What to produce:
Reproduce every record below exactly as it appears.
═══ Input
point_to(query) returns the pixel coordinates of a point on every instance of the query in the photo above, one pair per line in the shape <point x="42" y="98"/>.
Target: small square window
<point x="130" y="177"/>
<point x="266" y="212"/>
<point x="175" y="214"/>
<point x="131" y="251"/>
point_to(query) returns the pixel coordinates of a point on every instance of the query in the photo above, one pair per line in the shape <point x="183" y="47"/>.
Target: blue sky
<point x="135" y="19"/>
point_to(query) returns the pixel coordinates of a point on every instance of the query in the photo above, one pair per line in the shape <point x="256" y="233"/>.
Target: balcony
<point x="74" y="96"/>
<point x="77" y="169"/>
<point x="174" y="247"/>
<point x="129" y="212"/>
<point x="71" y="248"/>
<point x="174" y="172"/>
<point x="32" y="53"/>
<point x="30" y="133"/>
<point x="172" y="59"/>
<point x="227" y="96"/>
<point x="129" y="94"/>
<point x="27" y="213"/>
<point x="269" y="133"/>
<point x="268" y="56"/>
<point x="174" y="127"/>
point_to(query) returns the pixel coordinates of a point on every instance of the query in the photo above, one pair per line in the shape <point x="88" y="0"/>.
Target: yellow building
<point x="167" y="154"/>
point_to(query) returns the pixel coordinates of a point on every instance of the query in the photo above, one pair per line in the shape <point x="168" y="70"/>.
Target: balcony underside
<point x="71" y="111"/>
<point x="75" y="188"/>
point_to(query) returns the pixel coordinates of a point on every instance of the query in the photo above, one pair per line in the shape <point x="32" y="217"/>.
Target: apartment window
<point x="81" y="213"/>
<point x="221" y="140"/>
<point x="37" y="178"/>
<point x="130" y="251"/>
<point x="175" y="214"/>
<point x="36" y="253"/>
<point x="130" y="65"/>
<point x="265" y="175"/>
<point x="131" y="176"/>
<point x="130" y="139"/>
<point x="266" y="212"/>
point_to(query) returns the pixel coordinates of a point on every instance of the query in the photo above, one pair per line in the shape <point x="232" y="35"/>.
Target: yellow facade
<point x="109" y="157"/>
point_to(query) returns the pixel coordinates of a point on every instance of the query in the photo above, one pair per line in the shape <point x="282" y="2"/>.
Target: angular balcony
══════
Worked solution:
point_to(query) returns the pixel coordinates of a point on every instance of the query in the photo above, one pair per line in the shape <point x="42" y="98"/>.
Target: small square window
<point x="130" y="177"/>
<point x="266" y="212"/>
<point x="175" y="214"/>
<point x="131" y="251"/>
point_to(query) returns the pixel coordinates of a point on every instance of the query in the photo above, one pair per line in the shape <point x="183" y="47"/>.
Target: blue sky
<point x="135" y="19"/>
point_to(query) returns the pixel coordinates of a point on every instance of the query in the photo above, one pair per line in the shape <point x="256" y="233"/>.
Target: balcony
<point x="74" y="96"/>
<point x="77" y="169"/>
<point x="174" y="247"/>
<point x="129" y="212"/>
<point x="71" y="248"/>
<point x="174" y="172"/>
<point x="32" y="53"/>
<point x="30" y="133"/>
<point x="172" y="59"/>
<point x="227" y="96"/>
<point x="129" y="94"/>
<point x="27" y="213"/>
<point x="269" y="133"/>
<point x="268" y="56"/>
<point x="174" y="127"/>
point_to(query) returns the pixel coordinates of a point on every instance of the query in the photo above, one pair per line in the shape <point x="88" y="0"/>.
Target: yellow building
<point x="167" y="154"/>
point_to(query) returns the pixel coordinates of a point on every instance of the query in the photo above, one pair per line in the shape <point x="168" y="70"/>.
Target: balcony underside
<point x="71" y="111"/>
<point x="75" y="188"/>
point_to(query) returns the pixel coordinates of a point on every instance of the query in the photo above, one pair per line in the shape <point x="32" y="217"/>.
Target: apartment window
<point x="81" y="213"/>
<point x="221" y="140"/>
<point x="37" y="178"/>
<point x="130" y="251"/>
<point x="175" y="214"/>
<point x="36" y="253"/>
<point x="130" y="65"/>
<point x="265" y="175"/>
<point x="131" y="176"/>
<point x="130" y="139"/>
<point x="266" y="212"/>
point_to(query) returns the pixel coordinates of a point on every instance of the query in the photo above, one pair per line in the shape <point x="232" y="35"/>.
Target: yellow facade
<point x="109" y="157"/>
point_to(query) returns the pixel coordinates of a point on every instance of the query in the photo above, one pair per line in the shape <point x="282" y="2"/>.
Target: angular balcony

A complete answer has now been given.